Data extracted from a collection
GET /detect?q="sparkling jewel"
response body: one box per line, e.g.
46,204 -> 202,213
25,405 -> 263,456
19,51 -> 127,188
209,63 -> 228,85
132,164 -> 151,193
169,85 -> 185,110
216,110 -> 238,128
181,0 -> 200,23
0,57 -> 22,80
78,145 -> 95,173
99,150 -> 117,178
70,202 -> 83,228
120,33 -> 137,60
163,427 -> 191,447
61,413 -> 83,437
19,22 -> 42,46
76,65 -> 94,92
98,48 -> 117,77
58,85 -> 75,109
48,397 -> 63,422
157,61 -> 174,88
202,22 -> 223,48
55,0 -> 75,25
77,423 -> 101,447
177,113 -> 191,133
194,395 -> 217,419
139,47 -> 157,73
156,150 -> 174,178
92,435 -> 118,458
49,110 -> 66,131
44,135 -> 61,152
...
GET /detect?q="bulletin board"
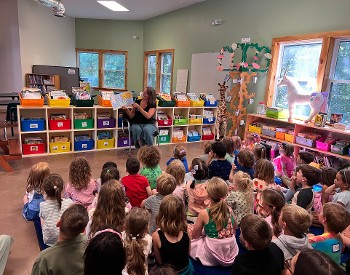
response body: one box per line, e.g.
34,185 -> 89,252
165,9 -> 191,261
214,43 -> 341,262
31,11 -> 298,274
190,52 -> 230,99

Directions for this task = Report how many lines in the rows above contain the string "detect". Give only the number.

Full output = 2